A few records:
_ _ _ _
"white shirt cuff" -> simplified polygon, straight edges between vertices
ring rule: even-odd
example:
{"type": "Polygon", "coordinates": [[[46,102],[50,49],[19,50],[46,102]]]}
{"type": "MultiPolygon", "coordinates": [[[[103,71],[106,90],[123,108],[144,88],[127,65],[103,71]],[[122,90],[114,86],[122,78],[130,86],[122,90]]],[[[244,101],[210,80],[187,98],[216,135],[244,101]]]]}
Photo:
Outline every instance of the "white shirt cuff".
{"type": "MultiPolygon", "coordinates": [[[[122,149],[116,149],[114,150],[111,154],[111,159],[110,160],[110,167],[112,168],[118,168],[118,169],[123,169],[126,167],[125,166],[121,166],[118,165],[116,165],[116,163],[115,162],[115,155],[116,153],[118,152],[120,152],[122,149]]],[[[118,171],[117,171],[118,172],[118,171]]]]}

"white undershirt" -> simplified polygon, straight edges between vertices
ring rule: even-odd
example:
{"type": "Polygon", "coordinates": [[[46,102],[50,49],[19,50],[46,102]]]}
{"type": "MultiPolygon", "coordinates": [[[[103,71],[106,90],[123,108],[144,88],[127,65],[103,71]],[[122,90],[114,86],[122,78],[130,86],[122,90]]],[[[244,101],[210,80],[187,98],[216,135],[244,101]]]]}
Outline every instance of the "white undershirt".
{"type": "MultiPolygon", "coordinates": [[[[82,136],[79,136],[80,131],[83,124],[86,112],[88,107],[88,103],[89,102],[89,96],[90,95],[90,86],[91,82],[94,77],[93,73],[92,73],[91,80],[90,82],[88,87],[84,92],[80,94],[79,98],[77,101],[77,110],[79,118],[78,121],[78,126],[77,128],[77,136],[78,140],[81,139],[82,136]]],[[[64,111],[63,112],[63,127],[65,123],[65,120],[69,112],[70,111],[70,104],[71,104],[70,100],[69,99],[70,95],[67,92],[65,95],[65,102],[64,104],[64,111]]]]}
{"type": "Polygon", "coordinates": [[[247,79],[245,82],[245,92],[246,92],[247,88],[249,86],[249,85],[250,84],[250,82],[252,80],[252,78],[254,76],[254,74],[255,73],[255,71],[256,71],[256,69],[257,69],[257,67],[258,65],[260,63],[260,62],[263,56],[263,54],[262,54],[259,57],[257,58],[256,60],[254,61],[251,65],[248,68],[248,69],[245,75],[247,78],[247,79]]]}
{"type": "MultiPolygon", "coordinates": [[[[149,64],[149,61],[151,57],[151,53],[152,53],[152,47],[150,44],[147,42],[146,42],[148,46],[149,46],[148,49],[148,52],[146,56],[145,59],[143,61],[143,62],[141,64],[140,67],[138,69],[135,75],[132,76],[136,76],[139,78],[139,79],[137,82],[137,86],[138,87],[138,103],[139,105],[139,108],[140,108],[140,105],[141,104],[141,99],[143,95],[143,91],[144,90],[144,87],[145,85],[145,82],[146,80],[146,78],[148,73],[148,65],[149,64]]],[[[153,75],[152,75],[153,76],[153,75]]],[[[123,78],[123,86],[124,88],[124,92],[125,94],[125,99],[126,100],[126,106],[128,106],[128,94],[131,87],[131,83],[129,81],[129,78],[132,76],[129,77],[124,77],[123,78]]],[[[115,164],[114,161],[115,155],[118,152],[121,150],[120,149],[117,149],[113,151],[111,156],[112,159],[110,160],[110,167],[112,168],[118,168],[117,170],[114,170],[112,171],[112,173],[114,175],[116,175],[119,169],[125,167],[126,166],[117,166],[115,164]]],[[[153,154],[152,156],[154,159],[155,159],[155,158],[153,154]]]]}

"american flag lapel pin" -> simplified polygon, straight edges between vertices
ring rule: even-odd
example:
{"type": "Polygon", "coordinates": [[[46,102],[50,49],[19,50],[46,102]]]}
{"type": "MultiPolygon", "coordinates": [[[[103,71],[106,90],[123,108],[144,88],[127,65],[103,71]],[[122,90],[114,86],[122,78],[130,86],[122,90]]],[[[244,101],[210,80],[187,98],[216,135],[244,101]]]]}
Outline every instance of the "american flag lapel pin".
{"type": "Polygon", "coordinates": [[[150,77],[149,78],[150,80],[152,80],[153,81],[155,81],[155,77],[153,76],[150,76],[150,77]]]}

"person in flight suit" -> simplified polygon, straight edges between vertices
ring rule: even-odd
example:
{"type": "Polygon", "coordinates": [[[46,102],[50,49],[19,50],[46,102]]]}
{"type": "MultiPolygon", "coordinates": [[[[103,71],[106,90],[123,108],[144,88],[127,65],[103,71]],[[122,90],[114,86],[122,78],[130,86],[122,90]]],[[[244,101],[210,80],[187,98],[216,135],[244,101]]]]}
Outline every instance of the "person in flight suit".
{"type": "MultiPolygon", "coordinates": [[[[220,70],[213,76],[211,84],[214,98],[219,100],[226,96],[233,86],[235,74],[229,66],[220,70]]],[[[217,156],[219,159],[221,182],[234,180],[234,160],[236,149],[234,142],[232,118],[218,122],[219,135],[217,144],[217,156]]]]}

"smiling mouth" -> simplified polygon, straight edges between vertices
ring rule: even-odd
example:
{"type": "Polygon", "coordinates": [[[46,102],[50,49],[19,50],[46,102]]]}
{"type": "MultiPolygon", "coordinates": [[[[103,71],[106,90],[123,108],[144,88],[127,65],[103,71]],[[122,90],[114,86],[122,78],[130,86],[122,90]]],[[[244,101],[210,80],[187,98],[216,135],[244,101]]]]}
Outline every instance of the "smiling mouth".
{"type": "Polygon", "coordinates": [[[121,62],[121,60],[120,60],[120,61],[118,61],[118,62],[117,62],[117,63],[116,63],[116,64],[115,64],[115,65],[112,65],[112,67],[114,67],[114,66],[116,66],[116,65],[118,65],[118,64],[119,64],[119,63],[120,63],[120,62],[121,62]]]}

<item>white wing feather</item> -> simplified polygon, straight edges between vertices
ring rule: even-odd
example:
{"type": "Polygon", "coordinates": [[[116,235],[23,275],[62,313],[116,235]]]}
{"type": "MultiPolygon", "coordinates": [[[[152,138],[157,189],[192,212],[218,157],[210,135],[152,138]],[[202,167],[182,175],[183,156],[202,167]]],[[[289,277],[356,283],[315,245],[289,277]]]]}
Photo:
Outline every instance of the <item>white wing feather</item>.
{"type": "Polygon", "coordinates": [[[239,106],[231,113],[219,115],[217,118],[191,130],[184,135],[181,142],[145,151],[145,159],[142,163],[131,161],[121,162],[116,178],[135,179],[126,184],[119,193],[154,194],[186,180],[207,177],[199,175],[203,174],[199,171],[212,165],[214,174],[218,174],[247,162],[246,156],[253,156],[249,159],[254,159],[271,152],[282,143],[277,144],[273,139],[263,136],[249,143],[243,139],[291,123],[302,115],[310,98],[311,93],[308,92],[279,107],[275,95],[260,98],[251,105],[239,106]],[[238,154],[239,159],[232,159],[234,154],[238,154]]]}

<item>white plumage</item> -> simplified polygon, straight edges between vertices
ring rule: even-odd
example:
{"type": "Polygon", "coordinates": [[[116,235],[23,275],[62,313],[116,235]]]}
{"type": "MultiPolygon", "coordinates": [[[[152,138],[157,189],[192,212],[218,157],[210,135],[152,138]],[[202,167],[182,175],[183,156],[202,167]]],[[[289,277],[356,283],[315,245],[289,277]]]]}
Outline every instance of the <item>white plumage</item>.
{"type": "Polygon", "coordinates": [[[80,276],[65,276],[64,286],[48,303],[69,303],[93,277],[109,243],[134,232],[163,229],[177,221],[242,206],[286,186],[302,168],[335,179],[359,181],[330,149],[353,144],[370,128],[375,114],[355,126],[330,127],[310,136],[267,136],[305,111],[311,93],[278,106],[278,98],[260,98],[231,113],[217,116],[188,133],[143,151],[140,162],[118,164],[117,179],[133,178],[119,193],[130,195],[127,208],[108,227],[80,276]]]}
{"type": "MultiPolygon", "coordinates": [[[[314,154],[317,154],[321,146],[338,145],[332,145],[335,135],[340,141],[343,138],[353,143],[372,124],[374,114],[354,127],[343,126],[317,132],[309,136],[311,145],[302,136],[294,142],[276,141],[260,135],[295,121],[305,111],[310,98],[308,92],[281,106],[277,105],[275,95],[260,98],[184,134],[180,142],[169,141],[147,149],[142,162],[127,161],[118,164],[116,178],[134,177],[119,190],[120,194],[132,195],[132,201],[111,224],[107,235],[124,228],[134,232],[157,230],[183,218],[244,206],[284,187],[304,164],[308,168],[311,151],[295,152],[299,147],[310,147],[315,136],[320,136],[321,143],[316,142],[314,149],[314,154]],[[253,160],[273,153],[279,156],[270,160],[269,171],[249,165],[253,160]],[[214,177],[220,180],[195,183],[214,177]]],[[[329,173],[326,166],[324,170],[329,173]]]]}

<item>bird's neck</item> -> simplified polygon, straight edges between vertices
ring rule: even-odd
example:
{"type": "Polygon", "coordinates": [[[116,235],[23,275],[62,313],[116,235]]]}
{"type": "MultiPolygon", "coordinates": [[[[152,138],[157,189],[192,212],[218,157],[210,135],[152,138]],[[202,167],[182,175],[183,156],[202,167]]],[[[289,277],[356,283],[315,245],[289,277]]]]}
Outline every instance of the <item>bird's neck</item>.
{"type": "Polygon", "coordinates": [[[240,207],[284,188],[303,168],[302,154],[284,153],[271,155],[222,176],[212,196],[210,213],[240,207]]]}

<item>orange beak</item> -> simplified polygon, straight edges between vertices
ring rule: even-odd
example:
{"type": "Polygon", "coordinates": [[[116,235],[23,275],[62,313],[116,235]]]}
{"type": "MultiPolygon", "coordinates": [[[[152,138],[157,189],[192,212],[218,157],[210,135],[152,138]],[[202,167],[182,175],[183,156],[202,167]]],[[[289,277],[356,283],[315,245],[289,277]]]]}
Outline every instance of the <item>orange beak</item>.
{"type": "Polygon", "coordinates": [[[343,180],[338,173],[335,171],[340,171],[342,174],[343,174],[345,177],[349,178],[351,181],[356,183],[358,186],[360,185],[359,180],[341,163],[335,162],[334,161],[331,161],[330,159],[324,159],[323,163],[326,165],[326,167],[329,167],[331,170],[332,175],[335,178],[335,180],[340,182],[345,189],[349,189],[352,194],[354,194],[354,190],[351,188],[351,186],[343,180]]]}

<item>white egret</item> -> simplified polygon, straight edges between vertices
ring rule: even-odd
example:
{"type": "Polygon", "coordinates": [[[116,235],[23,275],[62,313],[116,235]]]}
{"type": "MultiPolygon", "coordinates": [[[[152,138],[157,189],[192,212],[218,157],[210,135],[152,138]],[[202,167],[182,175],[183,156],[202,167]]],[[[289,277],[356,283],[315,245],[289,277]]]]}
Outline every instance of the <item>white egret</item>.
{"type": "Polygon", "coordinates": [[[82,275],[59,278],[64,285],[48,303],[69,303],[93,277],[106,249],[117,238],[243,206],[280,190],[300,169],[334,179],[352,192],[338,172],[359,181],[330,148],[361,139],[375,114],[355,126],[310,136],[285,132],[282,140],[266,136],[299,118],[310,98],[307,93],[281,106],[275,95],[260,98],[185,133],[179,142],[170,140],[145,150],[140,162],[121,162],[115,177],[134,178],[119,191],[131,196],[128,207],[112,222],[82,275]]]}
_ _ _ _
→ **Directions**
Gather every line of the records above that contains the string "smiling" and copy each one out in full. Matching is case-sensitive.

→ **The completed task**
"smiling mouth" -> simplified polygon, straight edges between vertices
Outline every instance of the "smiling mouth".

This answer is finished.